Entries supplied below:
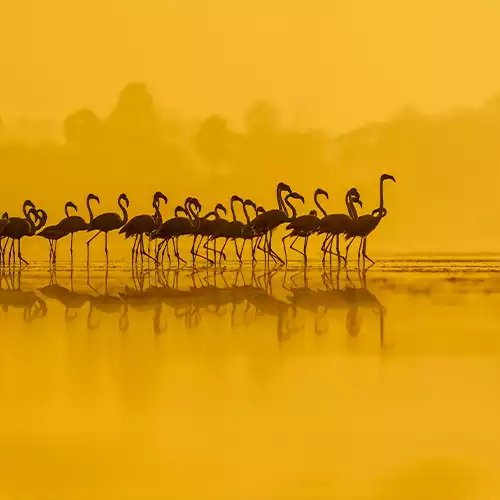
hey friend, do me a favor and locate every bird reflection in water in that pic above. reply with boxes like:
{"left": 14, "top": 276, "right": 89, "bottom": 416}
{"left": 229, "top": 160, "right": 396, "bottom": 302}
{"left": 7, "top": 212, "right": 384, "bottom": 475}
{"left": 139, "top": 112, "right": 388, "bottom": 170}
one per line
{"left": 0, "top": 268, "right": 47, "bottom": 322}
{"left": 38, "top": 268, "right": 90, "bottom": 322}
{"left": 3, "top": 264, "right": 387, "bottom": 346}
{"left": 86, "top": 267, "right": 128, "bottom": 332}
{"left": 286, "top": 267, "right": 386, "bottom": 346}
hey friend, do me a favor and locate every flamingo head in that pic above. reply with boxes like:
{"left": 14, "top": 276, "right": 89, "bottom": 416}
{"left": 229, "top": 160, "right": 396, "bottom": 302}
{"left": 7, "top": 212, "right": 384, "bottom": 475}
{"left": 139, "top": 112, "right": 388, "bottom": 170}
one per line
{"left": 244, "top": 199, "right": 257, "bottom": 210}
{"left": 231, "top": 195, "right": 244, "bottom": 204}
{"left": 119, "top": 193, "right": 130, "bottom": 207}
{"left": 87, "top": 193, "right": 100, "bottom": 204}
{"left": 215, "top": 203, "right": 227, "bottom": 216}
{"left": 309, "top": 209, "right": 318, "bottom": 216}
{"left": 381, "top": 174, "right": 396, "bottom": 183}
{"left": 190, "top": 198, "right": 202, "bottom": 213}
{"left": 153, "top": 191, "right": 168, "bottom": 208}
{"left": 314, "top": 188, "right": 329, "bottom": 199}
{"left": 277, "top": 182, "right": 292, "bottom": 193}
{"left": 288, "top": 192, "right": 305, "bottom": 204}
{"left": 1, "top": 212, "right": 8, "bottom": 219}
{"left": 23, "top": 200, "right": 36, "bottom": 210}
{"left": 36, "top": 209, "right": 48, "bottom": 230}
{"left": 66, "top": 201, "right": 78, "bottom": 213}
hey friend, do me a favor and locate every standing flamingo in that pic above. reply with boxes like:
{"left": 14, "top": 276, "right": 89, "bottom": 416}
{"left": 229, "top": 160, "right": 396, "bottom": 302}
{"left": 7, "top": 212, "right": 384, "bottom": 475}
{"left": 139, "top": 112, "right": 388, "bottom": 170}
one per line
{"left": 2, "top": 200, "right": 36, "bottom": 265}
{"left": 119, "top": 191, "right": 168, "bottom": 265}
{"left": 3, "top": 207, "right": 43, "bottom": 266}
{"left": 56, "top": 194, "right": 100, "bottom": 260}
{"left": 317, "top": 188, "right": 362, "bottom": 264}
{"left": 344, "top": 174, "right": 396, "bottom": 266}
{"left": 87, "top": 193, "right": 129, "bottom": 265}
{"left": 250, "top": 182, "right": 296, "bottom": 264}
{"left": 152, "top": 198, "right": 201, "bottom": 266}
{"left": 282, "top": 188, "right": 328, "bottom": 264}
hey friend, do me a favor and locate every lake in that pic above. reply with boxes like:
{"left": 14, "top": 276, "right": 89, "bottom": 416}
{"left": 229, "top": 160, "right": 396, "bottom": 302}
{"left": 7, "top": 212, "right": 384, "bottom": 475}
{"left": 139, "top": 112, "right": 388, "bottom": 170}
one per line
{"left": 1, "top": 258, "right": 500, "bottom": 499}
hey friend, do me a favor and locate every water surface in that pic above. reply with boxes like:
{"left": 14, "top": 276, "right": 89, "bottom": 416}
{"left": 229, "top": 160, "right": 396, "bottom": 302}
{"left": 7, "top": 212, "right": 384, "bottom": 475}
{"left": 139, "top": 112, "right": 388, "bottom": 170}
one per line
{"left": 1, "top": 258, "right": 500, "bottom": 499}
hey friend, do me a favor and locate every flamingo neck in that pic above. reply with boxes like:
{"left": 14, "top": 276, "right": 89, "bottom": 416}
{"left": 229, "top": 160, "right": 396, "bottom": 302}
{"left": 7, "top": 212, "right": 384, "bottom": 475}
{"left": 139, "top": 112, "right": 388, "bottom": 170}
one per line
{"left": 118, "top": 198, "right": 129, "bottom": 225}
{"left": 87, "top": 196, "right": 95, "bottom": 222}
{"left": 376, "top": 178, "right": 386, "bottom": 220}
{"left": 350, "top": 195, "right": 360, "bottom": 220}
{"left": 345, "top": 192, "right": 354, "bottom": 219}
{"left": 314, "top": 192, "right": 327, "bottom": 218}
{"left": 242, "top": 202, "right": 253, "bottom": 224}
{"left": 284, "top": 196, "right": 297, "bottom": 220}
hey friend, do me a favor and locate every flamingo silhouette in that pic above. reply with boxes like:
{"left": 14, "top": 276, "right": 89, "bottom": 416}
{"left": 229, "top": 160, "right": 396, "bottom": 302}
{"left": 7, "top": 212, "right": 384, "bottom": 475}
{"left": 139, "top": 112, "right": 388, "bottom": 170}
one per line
End of Entries supplied.
## What is expected
Scan the records for the string "favor" and report each line where it occurs.

## Final answer
hey friend, do me a favor and locate every bird reflection in water in that pic above. reply with boxes like:
hey friend, do me a favor and locate every flamingo head in that pic above. reply with boxes like:
hey friend, do me a favor and locate every standing flamingo in that pic above. reply with boxes like:
hey friend, do me a favor and locate every lake in that pic above. reply with boxes like:
hey friend, do me a favor and locate every water surface in that pic above. reply with boxes like:
hey friend, do me a favor and locate every flamingo neck in that pic above. reply with boxes like:
hey friend, do me a favor and locate every flamingo silhouette in that pic above. reply with boxes like:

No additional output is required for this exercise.